• [Data shown]:
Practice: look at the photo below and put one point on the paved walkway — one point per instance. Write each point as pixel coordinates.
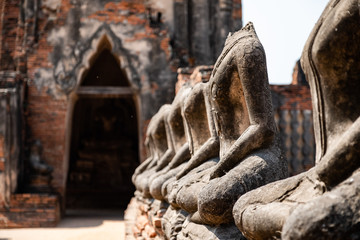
(77, 225)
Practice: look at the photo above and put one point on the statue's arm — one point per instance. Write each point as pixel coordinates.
(181, 156)
(165, 159)
(251, 68)
(141, 168)
(341, 161)
(170, 152)
(208, 150)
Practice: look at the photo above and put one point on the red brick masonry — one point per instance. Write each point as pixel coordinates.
(31, 210)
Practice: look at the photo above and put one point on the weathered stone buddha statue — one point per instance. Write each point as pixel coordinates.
(159, 145)
(240, 101)
(169, 167)
(204, 147)
(324, 202)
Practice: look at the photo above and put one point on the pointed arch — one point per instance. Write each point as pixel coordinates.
(102, 111)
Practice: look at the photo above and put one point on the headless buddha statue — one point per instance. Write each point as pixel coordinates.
(204, 147)
(324, 202)
(149, 160)
(159, 143)
(240, 101)
(172, 163)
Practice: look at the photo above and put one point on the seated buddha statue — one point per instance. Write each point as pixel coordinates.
(204, 148)
(240, 101)
(324, 202)
(171, 166)
(159, 143)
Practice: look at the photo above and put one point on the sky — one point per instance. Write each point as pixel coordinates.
(283, 27)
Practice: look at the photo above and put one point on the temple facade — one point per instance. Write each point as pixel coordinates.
(79, 83)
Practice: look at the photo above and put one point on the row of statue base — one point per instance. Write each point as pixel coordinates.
(215, 164)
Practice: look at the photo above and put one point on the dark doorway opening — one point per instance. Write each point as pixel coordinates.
(104, 140)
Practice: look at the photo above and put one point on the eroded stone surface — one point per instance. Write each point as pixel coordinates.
(241, 103)
(323, 202)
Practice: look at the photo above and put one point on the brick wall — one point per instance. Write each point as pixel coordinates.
(31, 210)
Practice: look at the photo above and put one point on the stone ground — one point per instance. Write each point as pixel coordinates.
(77, 225)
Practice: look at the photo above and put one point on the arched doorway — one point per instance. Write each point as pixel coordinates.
(104, 138)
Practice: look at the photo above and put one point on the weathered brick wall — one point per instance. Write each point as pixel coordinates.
(58, 39)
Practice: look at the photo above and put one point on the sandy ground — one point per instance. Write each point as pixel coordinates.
(77, 225)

• [What you are asked to do]: For this exercise, restate the material exactly and skip every picture.

• [Reply to the exercise]:
Practice: look at the photo below and put one point on the paved walkway — one point per instance. Write each point as pixel coordinates.
(77, 225)
Practice: look at the photo above and put one point on the statue's arm — one point per instance. Write each point as pixel coordinates.
(181, 156)
(165, 159)
(251, 68)
(141, 168)
(341, 161)
(170, 152)
(208, 150)
Practice: look at the photo above and put one point on the red brick masonry — one point per instance. Write each point as pixel coordinates.
(31, 210)
Practice: look at the photo above and put one point on the weathered stone buddha statue — one point per instance. Write each point as pixel coordinates.
(159, 145)
(240, 101)
(169, 167)
(204, 147)
(324, 202)
Practice: look at the photo above and put one point on the pointed arch — one point per instance. Write each point as pixel coordinates.
(102, 111)
Practice: look at the photo above and put one point on the headless buddha statue — one point per instance. Write each point as pixel coordinates.
(204, 147)
(324, 202)
(149, 160)
(159, 143)
(240, 101)
(172, 163)
Practice: look at the photo above and put one point on the seated buddha statue — one point per instance. Write each point as pixel coordinates.
(204, 148)
(240, 101)
(324, 202)
(171, 166)
(159, 143)
Practice: look at the photo above and put one point on the sky — one point per instance. Write each point as pixel coordinates.
(283, 27)
Practice: look at the photo above and put one point on the temple facade — one point per instance. Write each point as pixel coordinates.
(79, 83)
Practice: look at the photo above and put one point on the row of statue base — one point per instance. Write each point as pixel coordinates.
(215, 164)
Practice: look at the photo above and put one point on the dark doorway opening — one point per instance. Write each point as pixel coordinates.
(104, 140)
Practice: look at the photo above and put one point on the eroded stone surface — one point per instance. Write each point as pixel coordinates.
(241, 103)
(323, 202)
Practice: look at the photo above and put one point on the brick wall — one point per instance. Write each point as pixel coordinates.
(31, 210)
Practice: look at the photo above and put one point on the stone ground — one point per instance. Write each point as pixel coordinates.
(77, 225)
Practice: look at the photo above and put one point on the arched doorway — one point per instance. Write each point as pixel coordinates.
(104, 138)
Practice: look at the photo above and put one point on the weathered brick wall — one point per instance. Write each point as pixel coordinates.
(58, 39)
Practice: look at the photo above and put one point on the sandy ground — one point per instance. Write each point as pixel coordinates.
(77, 225)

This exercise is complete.